Work required:
From the line containing "[tag] mountain range" to the end of the records below, output each line exactly; include both ends and nothing else.

Records for this exercise:
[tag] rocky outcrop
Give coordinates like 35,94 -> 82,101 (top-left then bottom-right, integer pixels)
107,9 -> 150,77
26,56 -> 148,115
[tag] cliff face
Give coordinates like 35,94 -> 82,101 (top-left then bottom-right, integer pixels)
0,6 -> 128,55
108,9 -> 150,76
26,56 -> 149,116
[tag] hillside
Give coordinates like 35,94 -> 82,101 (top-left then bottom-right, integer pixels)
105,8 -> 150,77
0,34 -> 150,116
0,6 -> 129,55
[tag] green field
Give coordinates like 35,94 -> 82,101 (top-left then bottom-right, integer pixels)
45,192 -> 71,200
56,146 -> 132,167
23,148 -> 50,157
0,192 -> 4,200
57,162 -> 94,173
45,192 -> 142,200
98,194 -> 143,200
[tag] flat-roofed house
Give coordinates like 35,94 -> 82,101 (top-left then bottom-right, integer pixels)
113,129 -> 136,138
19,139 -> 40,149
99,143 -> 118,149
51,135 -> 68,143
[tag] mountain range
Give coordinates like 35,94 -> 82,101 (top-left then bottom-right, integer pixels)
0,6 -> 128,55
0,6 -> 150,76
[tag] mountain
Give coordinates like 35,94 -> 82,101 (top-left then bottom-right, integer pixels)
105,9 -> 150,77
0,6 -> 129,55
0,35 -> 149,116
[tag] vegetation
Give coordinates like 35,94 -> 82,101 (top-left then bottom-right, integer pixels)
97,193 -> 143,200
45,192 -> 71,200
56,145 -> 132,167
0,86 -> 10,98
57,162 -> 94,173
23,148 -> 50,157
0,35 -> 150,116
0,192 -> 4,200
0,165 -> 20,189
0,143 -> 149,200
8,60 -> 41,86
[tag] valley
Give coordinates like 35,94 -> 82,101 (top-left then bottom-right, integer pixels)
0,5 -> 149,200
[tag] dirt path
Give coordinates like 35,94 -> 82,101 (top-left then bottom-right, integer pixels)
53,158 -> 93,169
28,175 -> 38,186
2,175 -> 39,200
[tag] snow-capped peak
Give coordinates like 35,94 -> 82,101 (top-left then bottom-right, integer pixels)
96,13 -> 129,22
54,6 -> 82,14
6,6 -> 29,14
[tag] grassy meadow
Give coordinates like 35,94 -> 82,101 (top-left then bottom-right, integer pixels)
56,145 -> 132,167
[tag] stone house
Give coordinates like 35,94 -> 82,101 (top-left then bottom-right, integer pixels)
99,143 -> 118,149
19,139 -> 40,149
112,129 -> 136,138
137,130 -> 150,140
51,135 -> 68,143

Task response:
[tag] mountain range
Give coordinates like 35,94 -> 82,101 (top-left then bottom-right, integer pixels)
0,6 -> 128,55
0,6 -> 150,76
[tag] mountain
Give coordinates like 35,94 -> 82,101 (top-left then bottom-right, integer pixels)
105,9 -> 150,77
0,6 -> 129,55
0,35 -> 149,116
[tag] vegetation
Give coordinates like 35,94 -> 82,101 (top-left then bottom-right, integer pixels)
97,193 -> 143,200
45,192 -> 71,200
56,145 -> 132,167
0,86 -> 10,98
57,162 -> 94,173
23,148 -> 50,157
0,35 -> 150,116
0,192 -> 4,200
0,165 -> 20,189
0,143 -> 149,200
8,60 -> 41,86
[tag] valley
Give coordinates like 35,94 -> 82,101 (top-left then bottom-right, integer pixels)
0,5 -> 149,200
[tag] dirt path
Give coordinates like 35,94 -> 82,101 (top-left then bottom-right, integer pixels)
53,158 -> 93,169
28,175 -> 38,186
2,175 -> 39,200
[tag] snow-capped peak
Give coordinates like 35,94 -> 82,101 (top-left then bottom-right, integer pixels)
96,13 -> 129,22
54,6 -> 82,14
6,6 -> 29,14
[tag] grassy meadow
Give coordinates like 35,94 -> 82,101 (top-left then bottom-right, integer pixels)
56,145 -> 132,167
[tag] stone house
Give coordinates like 35,94 -> 82,101 (top-left then bottom-right, integer pixels)
99,143 -> 118,149
19,139 -> 40,149
112,129 -> 136,138
137,130 -> 150,140
51,135 -> 68,143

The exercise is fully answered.